RECORDS FOR THE EXERCISE:
====

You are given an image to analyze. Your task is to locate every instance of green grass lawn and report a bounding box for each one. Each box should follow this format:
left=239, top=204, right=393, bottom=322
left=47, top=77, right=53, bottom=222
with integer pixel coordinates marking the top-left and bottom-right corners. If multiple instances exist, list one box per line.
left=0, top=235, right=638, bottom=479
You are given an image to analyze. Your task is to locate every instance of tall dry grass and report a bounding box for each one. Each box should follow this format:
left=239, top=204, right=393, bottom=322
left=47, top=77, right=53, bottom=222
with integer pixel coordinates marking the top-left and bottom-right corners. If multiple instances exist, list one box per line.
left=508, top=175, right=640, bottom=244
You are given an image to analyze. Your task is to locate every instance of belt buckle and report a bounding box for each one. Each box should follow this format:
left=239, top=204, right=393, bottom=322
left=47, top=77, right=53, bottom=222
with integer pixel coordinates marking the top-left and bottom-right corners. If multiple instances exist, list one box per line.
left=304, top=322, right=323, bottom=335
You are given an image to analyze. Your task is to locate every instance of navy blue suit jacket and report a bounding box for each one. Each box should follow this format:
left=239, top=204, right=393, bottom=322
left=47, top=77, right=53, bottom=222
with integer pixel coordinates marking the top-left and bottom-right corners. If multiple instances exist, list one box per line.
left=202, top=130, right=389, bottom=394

====

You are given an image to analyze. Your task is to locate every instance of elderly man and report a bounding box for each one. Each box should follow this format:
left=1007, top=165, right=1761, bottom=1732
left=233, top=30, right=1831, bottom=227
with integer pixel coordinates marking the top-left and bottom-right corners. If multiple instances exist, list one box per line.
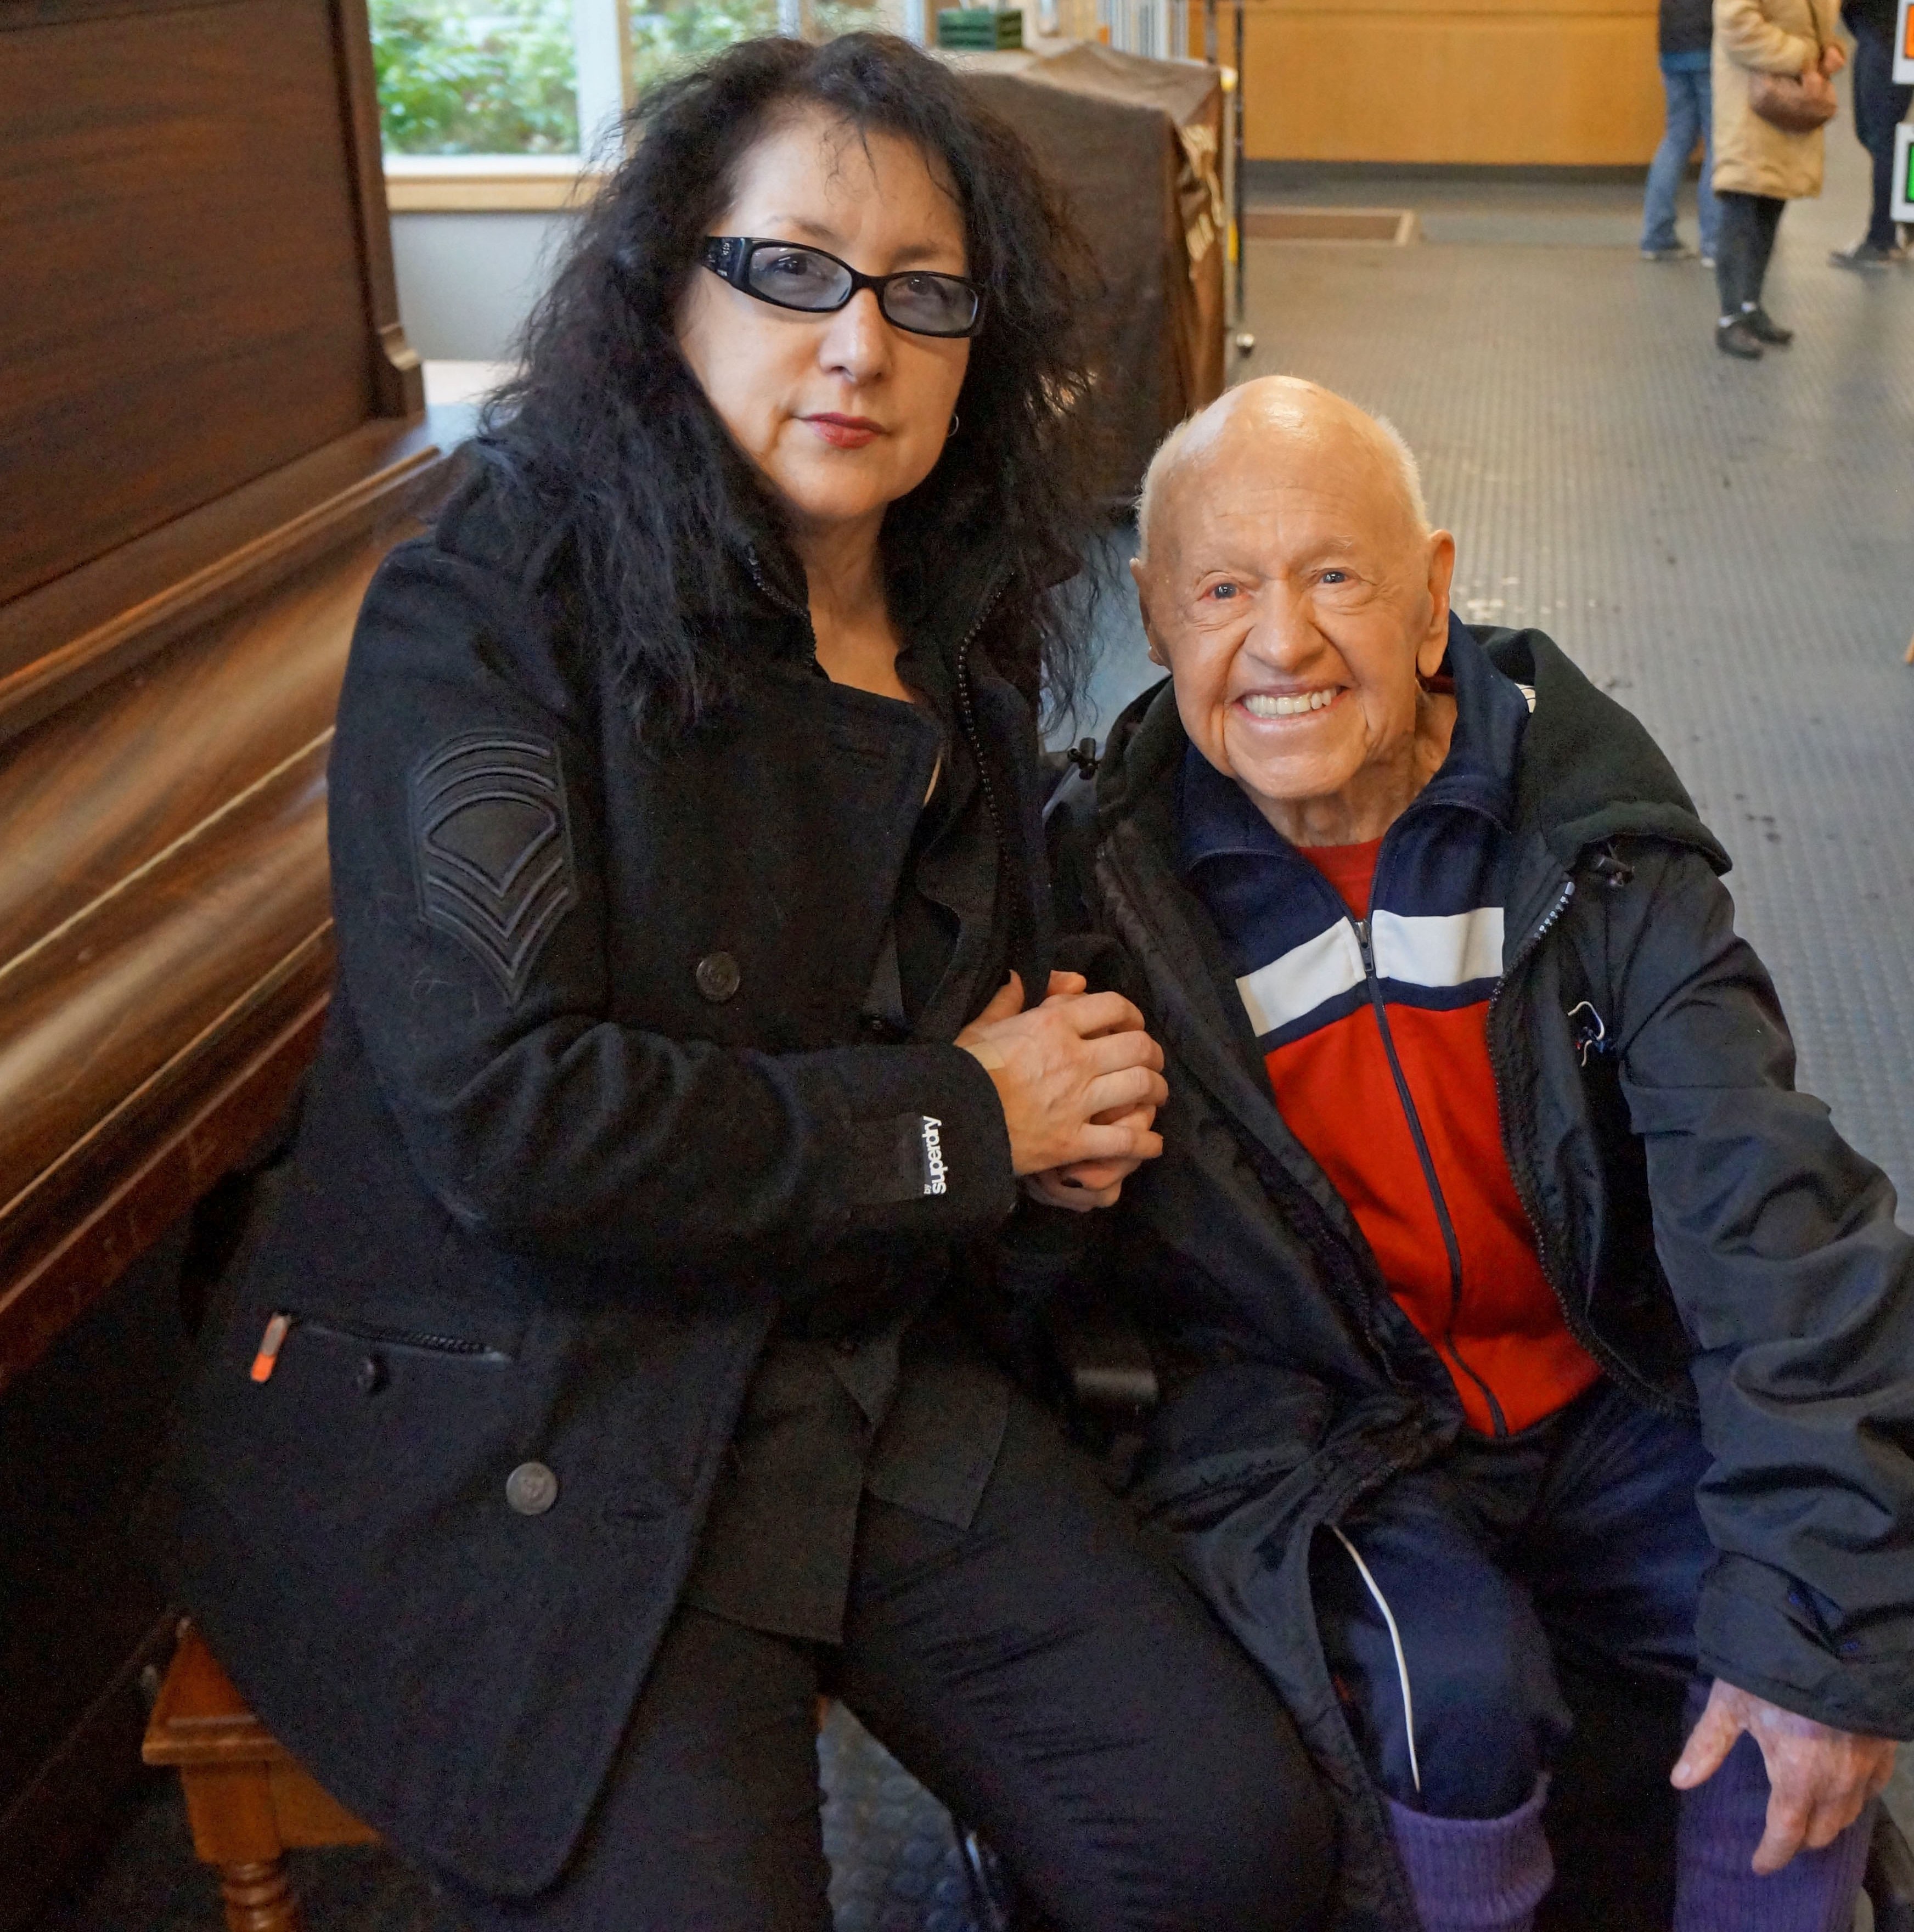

====

What lines above contain the word "grass"? Please copy each one.

You are given an image to analyze. Your task is to locate every instance of green grass lawn and report a bounding box for each one. Each box should follow this format:
You are given an image to analyze. Your task is to locate every instance of tall dry grass and report a bounding box for each one. Each box should follow this format:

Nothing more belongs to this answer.